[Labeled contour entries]

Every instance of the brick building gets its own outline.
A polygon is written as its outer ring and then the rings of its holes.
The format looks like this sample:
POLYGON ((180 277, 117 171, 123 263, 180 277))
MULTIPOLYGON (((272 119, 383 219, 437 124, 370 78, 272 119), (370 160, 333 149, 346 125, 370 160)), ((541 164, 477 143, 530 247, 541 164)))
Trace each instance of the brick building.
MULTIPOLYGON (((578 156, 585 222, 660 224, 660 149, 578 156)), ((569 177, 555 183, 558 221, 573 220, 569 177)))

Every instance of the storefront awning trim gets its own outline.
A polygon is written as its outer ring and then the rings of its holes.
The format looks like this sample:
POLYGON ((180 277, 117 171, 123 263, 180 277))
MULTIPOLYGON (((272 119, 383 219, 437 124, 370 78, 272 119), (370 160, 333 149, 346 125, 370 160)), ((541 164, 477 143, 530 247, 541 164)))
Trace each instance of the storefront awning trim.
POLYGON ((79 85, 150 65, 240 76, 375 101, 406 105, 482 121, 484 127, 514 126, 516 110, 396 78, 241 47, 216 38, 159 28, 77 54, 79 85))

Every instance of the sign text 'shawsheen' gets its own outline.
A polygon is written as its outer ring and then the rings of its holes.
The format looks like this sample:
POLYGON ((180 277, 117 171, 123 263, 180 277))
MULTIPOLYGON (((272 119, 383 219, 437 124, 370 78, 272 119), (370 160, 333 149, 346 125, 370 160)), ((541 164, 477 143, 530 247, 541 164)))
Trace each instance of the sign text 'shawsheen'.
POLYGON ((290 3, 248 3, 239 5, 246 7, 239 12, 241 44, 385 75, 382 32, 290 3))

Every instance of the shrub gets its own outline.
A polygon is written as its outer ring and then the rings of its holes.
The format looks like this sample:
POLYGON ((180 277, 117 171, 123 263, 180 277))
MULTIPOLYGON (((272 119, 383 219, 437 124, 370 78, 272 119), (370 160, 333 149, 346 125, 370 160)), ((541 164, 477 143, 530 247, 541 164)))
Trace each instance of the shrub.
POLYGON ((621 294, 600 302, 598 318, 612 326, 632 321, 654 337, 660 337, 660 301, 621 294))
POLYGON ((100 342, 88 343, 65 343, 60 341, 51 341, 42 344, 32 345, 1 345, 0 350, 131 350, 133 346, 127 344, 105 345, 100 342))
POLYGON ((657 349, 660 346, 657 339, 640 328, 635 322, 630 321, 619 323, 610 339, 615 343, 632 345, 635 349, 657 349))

> **Problem details**: Please rewrite the lines of the listing above as a numbered list, leaving out the blank lines.

> **Solved problem**:
1. Every instance of the brick building gets its own outline.
2. A polygon is written as its outer ring and then the rings of its holes.
3. The format looks like this sample:
4. POLYGON ((180 277, 117 171, 123 263, 180 277))
5. MULTIPOLYGON (((272 119, 383 219, 437 124, 370 78, 272 119), (370 160, 333 149, 346 125, 370 160)), ((541 164, 477 143, 530 247, 541 164)))
6. Trace each instance of the brick building.
7. MULTIPOLYGON (((578 156, 585 222, 660 224, 660 149, 578 156)), ((569 177, 555 183, 558 221, 573 220, 569 177)))
8. Every instance of the storefront awning trim gets its own outline.
9. A polygon is written as its outer ring and then the rings of its holes.
10. The format looks like this sample:
11. POLYGON ((180 277, 117 171, 123 263, 180 277))
12. MULTIPOLYGON (((272 119, 383 219, 437 124, 370 78, 272 119), (370 160, 333 149, 346 125, 370 160)), ((541 164, 477 143, 530 247, 541 164)))
13. Trace each instance of the storefront awning trim.
14. POLYGON ((79 85, 150 65, 240 76, 375 101, 406 105, 482 121, 484 127, 514 126, 516 110, 396 78, 241 47, 216 38, 159 28, 77 54, 79 85))
15. Every instance of the sign text 'shawsheen' gets its own outline.
16. A polygon is written as its outer ring and then the rings of its holes.
17. The format looks like this sample:
18. POLYGON ((180 277, 117 171, 123 263, 180 277))
19. MULTIPOLYGON (((272 119, 383 219, 437 124, 370 78, 272 119), (370 160, 333 149, 346 125, 370 160)), ((541 164, 477 143, 530 247, 541 164)))
20. Trace each instance of the sign text 'shawsheen'.
21. POLYGON ((290 3, 248 3, 239 5, 246 7, 239 12, 241 44, 385 75, 382 32, 290 3))
22. Every instance of the shrub gets its own outline.
23. A polygon is written as its outer ring and then the rings of its holes.
24. The format looks like this sample:
25. POLYGON ((180 277, 117 171, 123 263, 180 277))
26. MULTIPOLYGON (((272 119, 383 219, 437 124, 370 78, 272 119), (370 160, 333 149, 346 125, 370 160)), ((541 164, 477 143, 530 247, 541 164)))
27. Trace each instance of the shrub.
28. POLYGON ((621 294, 600 302, 598 318, 612 326, 632 321, 654 337, 660 337, 660 301, 621 294))
29. POLYGON ((100 342, 88 343, 65 343, 60 341, 51 341, 42 344, 32 345, 1 345, 0 350, 131 350, 133 346, 127 344, 105 345, 100 342))
30. POLYGON ((657 349, 660 346, 657 339, 640 328, 635 322, 630 321, 619 323, 610 339, 615 343, 632 345, 635 349, 657 349))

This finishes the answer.